_Task item_
Repeat exactly, and only, the lines of the entries below from the one with "Target: wooden desk" through the one with "Would you kindly mark the hula", both ends included.

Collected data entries

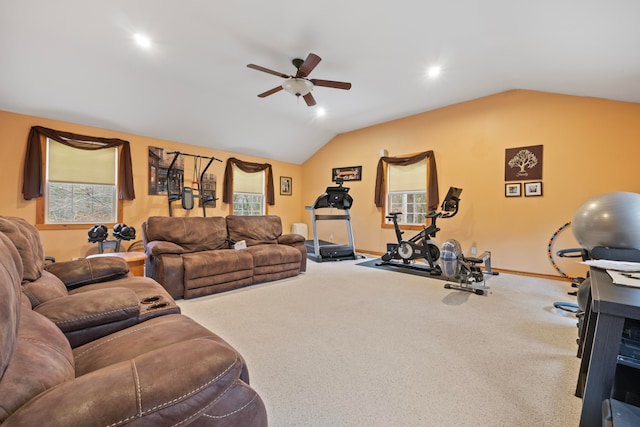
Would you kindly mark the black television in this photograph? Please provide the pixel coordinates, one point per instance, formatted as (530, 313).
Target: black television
(334, 197)
(450, 202)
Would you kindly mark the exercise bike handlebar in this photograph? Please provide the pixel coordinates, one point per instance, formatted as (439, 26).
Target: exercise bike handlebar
(453, 203)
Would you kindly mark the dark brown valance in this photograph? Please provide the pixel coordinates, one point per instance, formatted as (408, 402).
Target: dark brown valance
(249, 167)
(33, 182)
(433, 199)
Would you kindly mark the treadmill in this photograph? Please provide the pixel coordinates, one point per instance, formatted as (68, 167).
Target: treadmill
(334, 197)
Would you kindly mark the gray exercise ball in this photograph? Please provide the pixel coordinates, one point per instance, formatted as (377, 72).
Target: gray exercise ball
(610, 219)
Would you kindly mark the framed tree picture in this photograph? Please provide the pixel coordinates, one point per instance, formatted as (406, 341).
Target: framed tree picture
(286, 183)
(523, 163)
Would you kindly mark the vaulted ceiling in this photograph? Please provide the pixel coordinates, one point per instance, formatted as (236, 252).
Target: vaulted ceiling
(77, 61)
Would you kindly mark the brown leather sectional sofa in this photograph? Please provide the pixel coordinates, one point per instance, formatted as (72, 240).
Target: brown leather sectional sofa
(193, 256)
(85, 343)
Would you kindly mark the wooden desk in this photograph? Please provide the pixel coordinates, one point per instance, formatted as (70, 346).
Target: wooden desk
(608, 307)
(134, 259)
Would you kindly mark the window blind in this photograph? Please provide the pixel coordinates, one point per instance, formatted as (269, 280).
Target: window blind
(245, 182)
(407, 178)
(68, 164)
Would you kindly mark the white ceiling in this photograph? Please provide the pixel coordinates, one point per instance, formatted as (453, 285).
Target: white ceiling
(75, 61)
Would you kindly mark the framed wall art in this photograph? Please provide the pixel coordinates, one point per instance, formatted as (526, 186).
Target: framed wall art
(159, 162)
(532, 189)
(349, 173)
(523, 163)
(513, 189)
(286, 184)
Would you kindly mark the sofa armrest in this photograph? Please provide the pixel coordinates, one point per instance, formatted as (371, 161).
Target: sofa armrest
(290, 239)
(143, 390)
(93, 308)
(159, 247)
(86, 271)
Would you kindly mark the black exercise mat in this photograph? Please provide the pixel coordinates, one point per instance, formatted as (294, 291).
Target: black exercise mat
(413, 268)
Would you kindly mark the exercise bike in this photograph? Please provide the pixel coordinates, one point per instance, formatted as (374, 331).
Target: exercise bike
(465, 272)
(421, 246)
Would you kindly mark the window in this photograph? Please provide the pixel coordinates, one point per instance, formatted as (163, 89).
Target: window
(248, 192)
(407, 192)
(80, 185)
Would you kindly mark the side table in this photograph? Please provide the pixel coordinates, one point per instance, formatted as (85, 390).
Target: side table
(134, 259)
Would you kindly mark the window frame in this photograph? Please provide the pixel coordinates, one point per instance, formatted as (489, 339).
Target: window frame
(385, 223)
(41, 202)
(265, 205)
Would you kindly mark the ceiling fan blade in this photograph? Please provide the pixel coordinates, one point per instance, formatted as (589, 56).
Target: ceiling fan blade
(308, 98)
(270, 92)
(330, 83)
(266, 70)
(308, 65)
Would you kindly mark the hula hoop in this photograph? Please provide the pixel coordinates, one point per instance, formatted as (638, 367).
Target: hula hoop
(550, 252)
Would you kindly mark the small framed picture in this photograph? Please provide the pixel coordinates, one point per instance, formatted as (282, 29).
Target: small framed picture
(285, 185)
(513, 189)
(532, 189)
(349, 173)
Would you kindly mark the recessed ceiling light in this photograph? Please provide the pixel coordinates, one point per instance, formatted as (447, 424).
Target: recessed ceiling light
(142, 40)
(434, 71)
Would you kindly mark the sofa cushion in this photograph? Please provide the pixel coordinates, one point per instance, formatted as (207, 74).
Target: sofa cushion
(89, 309)
(26, 239)
(194, 234)
(274, 255)
(10, 273)
(86, 271)
(255, 230)
(47, 287)
(216, 267)
(41, 359)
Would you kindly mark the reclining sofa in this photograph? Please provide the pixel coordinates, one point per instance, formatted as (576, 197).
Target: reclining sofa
(129, 365)
(194, 256)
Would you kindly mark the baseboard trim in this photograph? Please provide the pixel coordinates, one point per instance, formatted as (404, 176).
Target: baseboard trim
(498, 270)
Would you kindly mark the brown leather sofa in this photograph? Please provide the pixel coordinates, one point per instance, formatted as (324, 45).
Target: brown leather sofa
(86, 298)
(164, 371)
(193, 256)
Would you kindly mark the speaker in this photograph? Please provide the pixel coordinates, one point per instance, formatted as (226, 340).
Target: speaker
(187, 198)
(124, 232)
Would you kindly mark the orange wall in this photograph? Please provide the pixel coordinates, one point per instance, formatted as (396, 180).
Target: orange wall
(67, 244)
(591, 146)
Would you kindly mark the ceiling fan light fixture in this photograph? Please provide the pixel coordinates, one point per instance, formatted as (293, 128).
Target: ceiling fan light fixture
(297, 86)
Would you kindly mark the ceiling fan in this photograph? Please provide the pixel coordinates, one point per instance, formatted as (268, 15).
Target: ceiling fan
(300, 84)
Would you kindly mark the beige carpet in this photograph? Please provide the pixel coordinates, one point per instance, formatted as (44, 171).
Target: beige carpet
(346, 345)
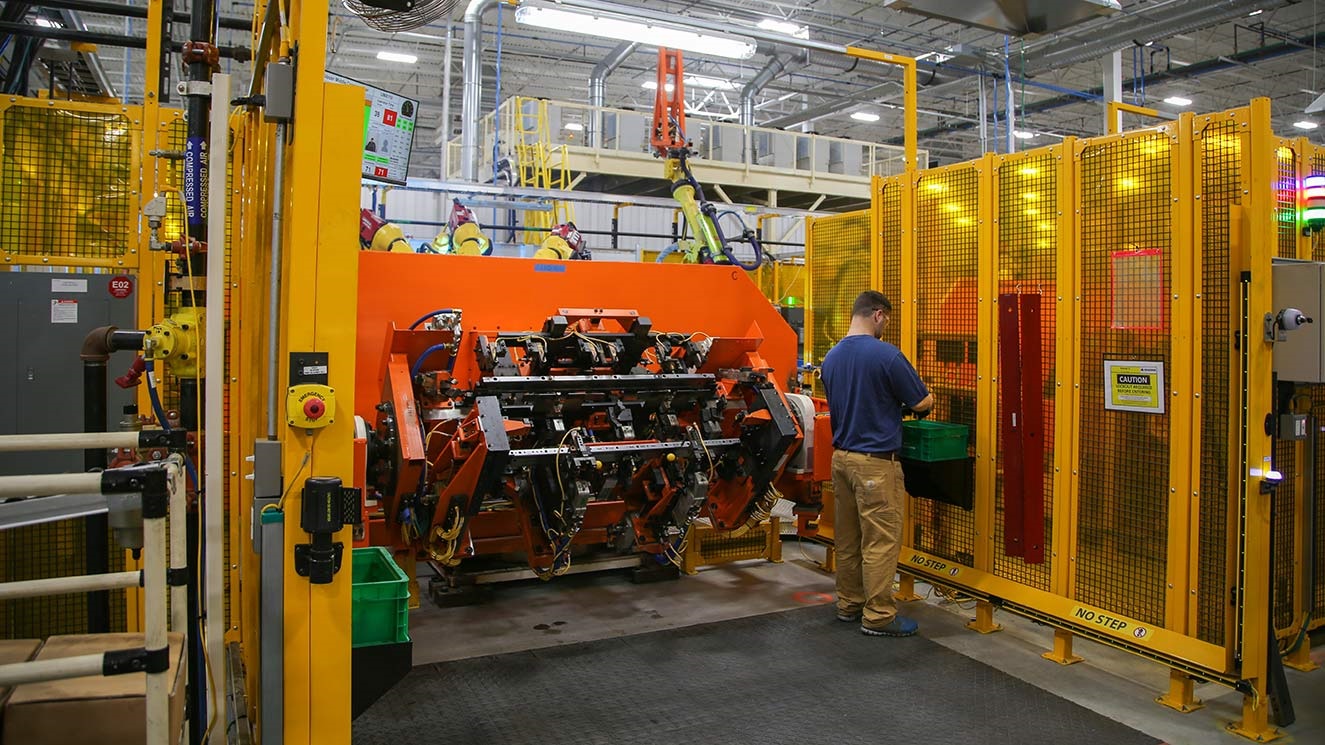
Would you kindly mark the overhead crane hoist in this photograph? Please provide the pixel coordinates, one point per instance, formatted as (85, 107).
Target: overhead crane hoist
(669, 142)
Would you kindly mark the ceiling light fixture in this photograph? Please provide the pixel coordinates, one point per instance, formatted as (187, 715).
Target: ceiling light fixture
(716, 84)
(396, 57)
(630, 29)
(783, 27)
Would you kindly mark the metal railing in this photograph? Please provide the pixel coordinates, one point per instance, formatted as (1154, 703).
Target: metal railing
(153, 496)
(578, 127)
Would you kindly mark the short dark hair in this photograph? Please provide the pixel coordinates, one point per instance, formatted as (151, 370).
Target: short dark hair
(871, 301)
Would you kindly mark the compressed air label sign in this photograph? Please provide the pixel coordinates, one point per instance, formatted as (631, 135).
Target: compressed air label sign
(64, 310)
(1133, 386)
(388, 121)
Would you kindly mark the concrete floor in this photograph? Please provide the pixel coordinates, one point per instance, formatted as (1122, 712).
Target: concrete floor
(528, 615)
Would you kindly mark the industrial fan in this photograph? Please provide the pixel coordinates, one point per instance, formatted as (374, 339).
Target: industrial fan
(400, 15)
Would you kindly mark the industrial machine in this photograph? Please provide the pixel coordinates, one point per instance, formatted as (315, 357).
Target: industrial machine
(563, 241)
(463, 233)
(710, 244)
(555, 430)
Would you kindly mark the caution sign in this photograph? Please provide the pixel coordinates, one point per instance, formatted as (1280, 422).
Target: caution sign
(1133, 386)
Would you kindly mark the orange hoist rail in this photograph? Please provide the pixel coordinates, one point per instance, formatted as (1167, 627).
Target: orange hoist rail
(668, 131)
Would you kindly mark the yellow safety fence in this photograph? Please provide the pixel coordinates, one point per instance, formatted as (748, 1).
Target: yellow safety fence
(1149, 247)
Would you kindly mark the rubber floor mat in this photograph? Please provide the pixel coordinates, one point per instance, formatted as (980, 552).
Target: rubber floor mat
(796, 678)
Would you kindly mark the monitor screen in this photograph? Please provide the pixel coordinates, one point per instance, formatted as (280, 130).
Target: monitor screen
(388, 121)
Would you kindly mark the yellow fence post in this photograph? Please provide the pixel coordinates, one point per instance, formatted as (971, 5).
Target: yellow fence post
(1064, 403)
(986, 395)
(1254, 610)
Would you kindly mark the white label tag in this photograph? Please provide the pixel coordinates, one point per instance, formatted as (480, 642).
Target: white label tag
(68, 285)
(64, 310)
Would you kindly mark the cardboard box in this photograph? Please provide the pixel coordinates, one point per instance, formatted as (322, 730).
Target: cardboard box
(15, 651)
(106, 711)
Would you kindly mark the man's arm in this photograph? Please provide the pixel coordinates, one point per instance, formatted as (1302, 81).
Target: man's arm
(908, 387)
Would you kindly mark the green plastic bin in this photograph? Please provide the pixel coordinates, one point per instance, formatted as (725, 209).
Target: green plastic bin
(379, 599)
(933, 440)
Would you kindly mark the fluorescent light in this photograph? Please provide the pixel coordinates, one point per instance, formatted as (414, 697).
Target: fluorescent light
(716, 84)
(396, 57)
(783, 27)
(627, 29)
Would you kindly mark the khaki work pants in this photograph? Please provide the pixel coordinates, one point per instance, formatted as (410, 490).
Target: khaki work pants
(868, 505)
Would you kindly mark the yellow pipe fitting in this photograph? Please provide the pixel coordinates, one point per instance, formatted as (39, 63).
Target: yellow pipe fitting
(178, 342)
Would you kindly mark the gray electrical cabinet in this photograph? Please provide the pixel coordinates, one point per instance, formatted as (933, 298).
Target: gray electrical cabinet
(44, 318)
(1300, 357)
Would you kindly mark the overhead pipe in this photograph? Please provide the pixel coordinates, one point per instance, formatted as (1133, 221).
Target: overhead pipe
(1194, 70)
(773, 68)
(598, 88)
(471, 97)
(1140, 29)
(241, 53)
(232, 23)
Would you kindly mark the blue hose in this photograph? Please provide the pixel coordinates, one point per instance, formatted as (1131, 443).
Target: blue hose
(160, 416)
(427, 316)
(427, 353)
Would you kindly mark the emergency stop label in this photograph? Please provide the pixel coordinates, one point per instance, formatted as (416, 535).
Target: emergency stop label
(1133, 386)
(1109, 622)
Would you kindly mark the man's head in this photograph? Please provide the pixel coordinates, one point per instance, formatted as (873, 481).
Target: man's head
(872, 310)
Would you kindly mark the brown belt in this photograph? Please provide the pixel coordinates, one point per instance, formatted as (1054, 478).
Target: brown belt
(891, 455)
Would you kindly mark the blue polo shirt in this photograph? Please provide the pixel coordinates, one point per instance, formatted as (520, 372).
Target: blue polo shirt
(867, 382)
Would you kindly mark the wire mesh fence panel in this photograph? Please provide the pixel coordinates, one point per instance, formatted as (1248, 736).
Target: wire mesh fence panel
(1125, 233)
(49, 550)
(891, 253)
(839, 271)
(948, 231)
(1027, 257)
(1219, 153)
(68, 183)
(1283, 525)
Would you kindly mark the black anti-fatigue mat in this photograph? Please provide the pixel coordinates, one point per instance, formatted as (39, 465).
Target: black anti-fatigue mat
(796, 678)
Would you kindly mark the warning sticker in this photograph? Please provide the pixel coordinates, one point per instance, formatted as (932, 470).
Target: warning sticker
(64, 310)
(1133, 386)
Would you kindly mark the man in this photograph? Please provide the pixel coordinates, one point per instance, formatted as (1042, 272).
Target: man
(869, 383)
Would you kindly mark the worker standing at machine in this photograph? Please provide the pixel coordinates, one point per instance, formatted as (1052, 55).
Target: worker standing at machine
(869, 383)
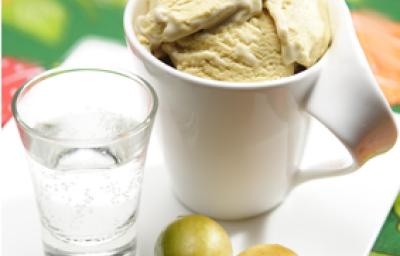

_Output for this task_
Target: wooden desk
(608, 307)
(134, 259)
Would you kindly mark the window blind in this photograph? Please provide the pixel coordinates, one point per instance, formatted as (269, 280).
Target: window blind
(245, 182)
(407, 178)
(68, 164)
Would you kindly mark the white ceiling in this photograph? Please provide the pixel coordinates, one point per instance, formatted as (453, 285).
Target: white ceiling
(75, 61)
Would you kindly mark the framed wall art in this photograph? Please provide the pixel coordinates, one point per instance, formatted as (526, 186).
Target: framed wall art
(159, 162)
(532, 189)
(349, 173)
(523, 163)
(513, 189)
(286, 184)
Would you kindly mark the sofa armrest in this photograph? Please provide the pixel coordinates, one point per instance, formatted as (371, 161).
Target: sofa armrest
(290, 239)
(143, 390)
(93, 308)
(159, 247)
(86, 271)
Would you kindly mark the black exercise mat in this photograph? Please provide the pixel coordinates, one point per instance, formatted as (294, 291).
Target: black exercise mat
(413, 268)
Would you kindly mark the exercise bike in this photograph? Please provide the pixel coordinates, one point per instance, formatted as (374, 331).
Target: exercise bike
(465, 272)
(421, 246)
Would you kindly mark the window in this photograph? Please provide the pixel coordinates, one point per instance, formatted as (163, 89).
Target: window
(248, 192)
(407, 192)
(80, 185)
Would you kindly mark the side table in this photograph? Please provide the pixel coordinates, one point per instance, formatted as (85, 390).
Target: side table
(134, 259)
Would you kindly mark the window frame in this photograph? Please provide the pixel coordinates, one point per instance, formatted as (489, 339).
Target: window frame
(385, 223)
(41, 202)
(265, 205)
Would you kindly mark the ceiling fan blade in this photograph? Please provide the pixel coordinates, one point per instance, formatted as (589, 56).
Target: ceiling fan blade
(308, 98)
(270, 92)
(330, 83)
(266, 70)
(308, 65)
Would you kindly mark the hula hoop in this photograph? Please provide the pixel coordinates, one point per instance, formatted as (638, 367).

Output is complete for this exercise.